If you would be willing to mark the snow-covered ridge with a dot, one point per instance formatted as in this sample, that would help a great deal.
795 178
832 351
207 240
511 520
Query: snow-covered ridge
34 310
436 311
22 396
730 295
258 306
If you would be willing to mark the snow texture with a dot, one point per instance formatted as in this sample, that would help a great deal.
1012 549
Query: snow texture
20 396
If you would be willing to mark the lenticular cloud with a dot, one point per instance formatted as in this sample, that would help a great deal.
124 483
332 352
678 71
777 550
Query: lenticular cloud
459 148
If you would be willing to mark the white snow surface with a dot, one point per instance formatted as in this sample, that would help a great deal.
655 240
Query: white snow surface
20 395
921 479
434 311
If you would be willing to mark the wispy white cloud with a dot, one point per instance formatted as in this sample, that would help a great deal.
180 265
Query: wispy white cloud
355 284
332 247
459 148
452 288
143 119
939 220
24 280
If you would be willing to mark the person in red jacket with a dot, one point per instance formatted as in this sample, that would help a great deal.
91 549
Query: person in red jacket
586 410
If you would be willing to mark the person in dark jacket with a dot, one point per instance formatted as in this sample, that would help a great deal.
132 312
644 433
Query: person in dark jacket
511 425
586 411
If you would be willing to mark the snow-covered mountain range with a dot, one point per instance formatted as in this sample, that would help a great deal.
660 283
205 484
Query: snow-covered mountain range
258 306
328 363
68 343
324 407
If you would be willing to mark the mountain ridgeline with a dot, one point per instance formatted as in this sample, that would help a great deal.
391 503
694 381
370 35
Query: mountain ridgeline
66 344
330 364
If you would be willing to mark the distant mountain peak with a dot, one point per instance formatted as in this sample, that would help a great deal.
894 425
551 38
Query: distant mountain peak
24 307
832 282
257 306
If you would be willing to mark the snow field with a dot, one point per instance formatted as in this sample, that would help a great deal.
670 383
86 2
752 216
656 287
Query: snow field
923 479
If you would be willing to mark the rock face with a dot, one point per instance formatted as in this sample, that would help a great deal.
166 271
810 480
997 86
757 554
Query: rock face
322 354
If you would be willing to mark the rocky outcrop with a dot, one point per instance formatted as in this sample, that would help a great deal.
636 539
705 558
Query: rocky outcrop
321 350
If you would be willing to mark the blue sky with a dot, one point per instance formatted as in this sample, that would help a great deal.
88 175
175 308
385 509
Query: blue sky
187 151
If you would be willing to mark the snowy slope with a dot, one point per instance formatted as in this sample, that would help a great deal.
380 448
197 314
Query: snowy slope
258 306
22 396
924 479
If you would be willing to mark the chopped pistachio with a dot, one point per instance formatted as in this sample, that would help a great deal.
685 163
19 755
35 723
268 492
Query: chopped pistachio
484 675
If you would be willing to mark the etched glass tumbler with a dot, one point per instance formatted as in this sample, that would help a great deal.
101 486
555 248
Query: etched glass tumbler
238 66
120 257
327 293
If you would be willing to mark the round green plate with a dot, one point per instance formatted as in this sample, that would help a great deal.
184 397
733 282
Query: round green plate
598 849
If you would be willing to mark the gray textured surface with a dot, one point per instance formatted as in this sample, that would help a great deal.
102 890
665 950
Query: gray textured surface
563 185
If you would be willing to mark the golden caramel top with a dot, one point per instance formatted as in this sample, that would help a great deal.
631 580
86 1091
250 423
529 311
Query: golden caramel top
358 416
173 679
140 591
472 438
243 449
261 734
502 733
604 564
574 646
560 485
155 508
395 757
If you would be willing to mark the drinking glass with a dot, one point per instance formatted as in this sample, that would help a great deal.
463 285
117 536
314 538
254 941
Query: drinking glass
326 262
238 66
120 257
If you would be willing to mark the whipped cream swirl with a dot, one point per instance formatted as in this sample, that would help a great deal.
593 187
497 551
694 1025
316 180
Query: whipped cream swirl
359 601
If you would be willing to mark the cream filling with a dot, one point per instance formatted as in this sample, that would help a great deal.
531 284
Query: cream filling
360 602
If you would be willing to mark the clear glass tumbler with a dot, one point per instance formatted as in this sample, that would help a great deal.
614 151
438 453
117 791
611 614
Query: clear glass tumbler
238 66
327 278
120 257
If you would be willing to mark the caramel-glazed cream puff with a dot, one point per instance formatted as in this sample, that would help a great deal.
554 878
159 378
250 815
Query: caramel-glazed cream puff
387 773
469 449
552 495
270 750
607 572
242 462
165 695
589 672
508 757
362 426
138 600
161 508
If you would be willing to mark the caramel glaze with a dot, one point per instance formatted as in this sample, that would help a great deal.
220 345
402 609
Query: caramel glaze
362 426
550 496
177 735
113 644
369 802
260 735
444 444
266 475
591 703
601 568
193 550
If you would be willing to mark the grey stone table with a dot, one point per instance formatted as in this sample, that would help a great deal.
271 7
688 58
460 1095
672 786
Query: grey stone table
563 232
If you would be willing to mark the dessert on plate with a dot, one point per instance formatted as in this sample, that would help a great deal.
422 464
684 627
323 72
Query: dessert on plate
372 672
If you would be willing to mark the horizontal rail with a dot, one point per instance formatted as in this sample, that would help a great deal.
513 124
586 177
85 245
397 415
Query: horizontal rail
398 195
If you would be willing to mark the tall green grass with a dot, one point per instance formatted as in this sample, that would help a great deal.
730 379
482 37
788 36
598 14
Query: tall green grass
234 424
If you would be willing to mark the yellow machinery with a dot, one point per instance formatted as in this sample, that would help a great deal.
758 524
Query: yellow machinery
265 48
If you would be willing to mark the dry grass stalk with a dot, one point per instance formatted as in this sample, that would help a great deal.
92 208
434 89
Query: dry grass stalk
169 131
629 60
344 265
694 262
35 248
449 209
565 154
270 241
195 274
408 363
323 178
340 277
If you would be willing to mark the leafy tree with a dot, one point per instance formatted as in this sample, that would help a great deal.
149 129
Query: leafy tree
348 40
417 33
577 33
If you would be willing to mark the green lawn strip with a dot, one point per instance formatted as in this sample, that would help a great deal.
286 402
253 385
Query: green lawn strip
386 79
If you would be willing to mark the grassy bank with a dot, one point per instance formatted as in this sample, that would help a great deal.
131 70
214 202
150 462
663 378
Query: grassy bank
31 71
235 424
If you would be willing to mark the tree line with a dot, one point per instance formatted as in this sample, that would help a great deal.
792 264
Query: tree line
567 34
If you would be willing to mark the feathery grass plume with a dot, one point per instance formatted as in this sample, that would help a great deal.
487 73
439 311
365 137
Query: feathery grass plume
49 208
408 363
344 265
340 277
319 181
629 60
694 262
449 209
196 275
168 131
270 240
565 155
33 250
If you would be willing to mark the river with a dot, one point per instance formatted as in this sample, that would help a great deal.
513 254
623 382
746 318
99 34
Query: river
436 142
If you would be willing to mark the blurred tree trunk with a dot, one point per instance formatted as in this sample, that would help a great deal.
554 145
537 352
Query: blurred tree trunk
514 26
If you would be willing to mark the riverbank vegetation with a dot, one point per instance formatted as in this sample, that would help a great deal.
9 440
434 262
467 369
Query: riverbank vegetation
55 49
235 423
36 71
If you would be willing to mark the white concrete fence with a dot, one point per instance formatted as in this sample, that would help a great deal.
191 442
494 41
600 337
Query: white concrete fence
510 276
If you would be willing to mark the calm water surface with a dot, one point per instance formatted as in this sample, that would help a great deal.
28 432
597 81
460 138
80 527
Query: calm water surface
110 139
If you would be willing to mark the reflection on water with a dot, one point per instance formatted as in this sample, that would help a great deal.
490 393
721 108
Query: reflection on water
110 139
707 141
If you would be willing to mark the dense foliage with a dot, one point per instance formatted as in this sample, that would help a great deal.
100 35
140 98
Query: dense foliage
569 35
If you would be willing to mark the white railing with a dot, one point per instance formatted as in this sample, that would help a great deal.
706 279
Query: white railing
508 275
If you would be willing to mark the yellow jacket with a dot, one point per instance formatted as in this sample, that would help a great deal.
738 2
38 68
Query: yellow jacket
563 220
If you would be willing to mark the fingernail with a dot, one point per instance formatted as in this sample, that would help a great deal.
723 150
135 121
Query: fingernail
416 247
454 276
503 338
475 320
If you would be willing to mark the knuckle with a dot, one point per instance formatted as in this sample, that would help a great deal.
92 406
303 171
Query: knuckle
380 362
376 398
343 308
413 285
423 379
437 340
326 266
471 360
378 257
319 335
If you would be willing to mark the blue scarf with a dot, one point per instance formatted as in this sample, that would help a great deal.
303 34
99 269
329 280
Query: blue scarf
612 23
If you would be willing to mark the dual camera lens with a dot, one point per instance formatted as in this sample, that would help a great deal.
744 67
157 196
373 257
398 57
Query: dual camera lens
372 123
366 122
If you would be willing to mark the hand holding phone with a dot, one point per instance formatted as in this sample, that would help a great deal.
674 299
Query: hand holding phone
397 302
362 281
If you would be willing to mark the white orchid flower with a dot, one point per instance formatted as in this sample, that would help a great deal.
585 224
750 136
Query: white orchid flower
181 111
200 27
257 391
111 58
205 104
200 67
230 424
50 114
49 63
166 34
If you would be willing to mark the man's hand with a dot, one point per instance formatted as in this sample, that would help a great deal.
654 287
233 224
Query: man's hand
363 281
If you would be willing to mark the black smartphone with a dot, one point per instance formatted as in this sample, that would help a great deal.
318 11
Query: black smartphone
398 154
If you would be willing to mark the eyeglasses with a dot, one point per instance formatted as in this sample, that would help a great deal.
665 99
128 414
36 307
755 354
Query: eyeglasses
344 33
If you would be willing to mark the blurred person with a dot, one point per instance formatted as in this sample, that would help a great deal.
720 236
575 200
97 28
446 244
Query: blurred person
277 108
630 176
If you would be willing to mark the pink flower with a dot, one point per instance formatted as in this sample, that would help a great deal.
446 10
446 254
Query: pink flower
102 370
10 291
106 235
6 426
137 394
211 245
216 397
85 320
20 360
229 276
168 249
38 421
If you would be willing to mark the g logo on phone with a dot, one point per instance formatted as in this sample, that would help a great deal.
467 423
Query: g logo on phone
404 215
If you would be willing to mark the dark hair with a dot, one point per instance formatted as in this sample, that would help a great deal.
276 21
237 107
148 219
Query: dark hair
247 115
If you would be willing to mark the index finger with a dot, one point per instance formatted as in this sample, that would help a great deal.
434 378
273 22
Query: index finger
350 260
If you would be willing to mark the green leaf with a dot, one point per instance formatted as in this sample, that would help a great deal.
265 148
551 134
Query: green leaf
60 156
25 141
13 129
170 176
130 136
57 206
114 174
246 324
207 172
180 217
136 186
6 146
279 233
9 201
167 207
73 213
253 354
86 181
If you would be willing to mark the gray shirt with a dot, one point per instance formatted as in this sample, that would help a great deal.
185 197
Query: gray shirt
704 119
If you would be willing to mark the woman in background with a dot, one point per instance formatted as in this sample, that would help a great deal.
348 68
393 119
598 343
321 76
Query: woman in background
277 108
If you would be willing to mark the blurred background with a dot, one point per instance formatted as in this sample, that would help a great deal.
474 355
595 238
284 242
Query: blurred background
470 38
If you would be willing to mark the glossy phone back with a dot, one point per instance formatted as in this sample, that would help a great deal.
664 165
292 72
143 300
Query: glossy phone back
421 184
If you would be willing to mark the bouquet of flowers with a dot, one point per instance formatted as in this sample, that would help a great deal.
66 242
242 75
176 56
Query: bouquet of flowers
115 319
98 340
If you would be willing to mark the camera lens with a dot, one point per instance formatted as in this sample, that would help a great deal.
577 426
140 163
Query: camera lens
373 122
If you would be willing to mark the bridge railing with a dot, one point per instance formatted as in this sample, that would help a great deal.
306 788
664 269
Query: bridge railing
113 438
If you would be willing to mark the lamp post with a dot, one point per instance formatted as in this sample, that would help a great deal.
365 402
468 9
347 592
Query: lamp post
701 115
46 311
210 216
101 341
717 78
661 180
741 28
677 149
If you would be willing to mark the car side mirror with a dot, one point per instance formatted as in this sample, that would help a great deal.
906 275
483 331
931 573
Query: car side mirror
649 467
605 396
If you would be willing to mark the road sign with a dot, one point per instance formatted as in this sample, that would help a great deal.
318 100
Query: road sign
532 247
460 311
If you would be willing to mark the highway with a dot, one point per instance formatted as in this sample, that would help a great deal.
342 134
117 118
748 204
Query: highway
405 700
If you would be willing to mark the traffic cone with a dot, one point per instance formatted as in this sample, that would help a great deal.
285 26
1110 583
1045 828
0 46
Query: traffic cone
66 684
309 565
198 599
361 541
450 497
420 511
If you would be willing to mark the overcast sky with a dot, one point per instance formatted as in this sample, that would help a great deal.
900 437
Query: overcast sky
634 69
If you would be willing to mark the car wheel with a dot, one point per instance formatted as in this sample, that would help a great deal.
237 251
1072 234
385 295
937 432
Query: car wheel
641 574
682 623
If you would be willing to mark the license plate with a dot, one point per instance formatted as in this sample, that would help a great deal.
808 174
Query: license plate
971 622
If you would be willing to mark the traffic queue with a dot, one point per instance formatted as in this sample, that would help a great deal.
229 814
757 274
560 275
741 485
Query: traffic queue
——————————
[EXERCISE PROMPT]: Everything from the line containing "If you would be willing to mark the road" to the end of the data above should be quoted exactly, please, both ends included, and nothing outside that span.

[FULL OUTPUT]:
If you would be willing to mark the road sign with a dot, one point per instance formatted as in this sample, that would help a great deal.
318 100
Query: road sign
532 247
460 311
If you would be willing to mark the highway with a dot, one point per instance formatted as in this sample, that would help a great deal.
342 134
117 118
748 204
Query: highway
405 700
If you would be willing to mark the traffic cone with a dot, one point per instance formatted as in this sample, that would help a great deal.
285 26
1110 583
1045 828
0 46
Query: traffic cone
66 684
309 565
198 599
361 541
450 497
420 511
If you would be willing to mark the overcast sky with a dot, one point per instance formatted as in this sample, that would help a great deal.
900 437
Query: overcast sky
634 69
If you would be willing to mark the car wheel with a dot, one point per instance formatted as in this sample, that would help a great deal.
237 251
1072 234
385 295
937 432
Query: car wheel
641 574
682 623
If you would be willing to mark the license plate with a dot, one point per instance formatted as in this sample, that would help a great deal.
808 174
Query: license plate
971 622
If you would be willing to mark the traffic queue with a dot, one point per instance formatted as in this sample, that would help a great deal.
229 814
757 274
560 275
741 485
Query: traffic queue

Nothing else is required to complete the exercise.